§ GOAL OF THE EXERCISE
Pull out every line of the rows below that contains the string "hand", and copy each one unchanged.

§ ENTRIES SUPPLIED
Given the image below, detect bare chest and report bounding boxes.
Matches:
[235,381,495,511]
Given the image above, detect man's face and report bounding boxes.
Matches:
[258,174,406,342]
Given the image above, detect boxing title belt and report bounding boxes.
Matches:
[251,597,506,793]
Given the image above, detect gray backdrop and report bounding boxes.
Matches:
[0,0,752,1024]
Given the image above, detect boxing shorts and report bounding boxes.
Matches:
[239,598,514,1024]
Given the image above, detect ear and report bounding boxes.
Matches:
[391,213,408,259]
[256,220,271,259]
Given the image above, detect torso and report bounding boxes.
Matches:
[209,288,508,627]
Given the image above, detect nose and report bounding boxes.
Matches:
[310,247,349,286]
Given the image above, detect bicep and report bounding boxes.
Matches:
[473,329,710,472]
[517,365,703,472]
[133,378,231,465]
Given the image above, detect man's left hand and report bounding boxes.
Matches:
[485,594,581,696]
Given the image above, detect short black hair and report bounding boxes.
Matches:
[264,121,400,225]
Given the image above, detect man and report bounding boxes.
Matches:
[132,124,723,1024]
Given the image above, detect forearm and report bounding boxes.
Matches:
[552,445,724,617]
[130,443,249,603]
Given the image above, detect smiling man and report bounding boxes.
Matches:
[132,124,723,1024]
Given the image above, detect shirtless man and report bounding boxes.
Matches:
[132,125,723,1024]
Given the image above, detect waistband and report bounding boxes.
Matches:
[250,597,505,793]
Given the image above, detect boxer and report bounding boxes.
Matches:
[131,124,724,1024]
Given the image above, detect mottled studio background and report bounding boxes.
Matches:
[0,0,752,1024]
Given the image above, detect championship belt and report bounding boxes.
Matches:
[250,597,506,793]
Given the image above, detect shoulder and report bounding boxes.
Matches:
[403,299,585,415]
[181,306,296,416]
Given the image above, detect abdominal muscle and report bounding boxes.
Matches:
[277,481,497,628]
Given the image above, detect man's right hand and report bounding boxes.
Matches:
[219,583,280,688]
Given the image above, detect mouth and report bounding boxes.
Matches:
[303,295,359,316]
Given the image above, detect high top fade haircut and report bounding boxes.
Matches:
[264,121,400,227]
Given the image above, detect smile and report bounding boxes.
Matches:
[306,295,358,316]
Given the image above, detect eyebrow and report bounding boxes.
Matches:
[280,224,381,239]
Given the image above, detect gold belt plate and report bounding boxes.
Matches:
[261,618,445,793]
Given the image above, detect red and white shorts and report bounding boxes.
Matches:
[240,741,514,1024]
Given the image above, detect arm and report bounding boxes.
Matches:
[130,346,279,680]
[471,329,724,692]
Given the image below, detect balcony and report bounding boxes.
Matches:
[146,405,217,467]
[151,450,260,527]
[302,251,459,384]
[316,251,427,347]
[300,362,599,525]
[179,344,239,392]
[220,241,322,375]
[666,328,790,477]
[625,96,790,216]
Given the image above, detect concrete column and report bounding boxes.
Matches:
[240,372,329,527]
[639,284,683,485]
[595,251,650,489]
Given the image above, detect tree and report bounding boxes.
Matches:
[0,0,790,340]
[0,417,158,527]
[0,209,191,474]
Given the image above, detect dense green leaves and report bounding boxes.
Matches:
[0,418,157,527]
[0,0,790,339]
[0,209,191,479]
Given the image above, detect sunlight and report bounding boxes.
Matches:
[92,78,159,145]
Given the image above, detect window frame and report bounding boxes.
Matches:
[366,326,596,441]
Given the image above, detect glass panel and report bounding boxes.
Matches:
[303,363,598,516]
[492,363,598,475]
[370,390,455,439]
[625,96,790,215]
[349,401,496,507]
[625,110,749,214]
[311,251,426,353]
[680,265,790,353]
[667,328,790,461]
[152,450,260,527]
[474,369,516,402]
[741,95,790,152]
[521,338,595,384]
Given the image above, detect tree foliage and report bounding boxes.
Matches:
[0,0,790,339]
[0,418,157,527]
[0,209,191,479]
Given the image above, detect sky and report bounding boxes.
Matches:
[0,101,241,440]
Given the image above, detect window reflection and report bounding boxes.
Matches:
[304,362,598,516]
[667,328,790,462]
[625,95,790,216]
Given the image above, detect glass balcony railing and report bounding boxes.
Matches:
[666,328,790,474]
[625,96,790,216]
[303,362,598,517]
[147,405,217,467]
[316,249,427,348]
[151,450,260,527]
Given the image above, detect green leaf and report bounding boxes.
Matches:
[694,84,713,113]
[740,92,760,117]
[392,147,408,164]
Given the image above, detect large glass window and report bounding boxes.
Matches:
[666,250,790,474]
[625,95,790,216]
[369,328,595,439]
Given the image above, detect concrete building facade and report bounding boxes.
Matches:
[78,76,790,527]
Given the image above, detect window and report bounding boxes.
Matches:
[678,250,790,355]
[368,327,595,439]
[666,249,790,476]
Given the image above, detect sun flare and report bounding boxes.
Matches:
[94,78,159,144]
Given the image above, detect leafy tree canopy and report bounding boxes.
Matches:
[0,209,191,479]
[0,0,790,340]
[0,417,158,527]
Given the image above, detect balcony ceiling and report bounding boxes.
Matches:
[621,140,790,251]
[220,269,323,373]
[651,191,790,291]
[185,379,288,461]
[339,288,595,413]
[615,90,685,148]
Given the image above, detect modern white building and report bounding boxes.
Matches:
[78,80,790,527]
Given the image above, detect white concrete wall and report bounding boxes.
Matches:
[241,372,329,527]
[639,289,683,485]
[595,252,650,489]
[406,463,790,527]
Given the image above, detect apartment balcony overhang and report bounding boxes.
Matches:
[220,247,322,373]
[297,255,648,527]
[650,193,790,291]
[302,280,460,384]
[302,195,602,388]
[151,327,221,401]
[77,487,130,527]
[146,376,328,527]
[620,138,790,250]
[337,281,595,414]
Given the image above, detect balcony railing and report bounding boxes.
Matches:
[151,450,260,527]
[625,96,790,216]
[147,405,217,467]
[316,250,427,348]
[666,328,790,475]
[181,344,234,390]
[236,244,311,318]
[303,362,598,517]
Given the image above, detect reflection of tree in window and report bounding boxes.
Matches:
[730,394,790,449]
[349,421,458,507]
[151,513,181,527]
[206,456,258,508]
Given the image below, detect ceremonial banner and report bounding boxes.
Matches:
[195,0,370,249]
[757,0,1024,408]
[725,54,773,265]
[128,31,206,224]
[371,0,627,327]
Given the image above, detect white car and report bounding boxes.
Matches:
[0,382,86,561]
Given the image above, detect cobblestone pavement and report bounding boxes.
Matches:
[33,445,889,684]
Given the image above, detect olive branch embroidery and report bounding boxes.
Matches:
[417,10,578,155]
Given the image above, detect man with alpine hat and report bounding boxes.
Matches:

§ EXERCISE OUTPUT
Given the image above, detect man's left hand and report bounding boxes.
Given the image above, detect man's right hand and report bounding boxes.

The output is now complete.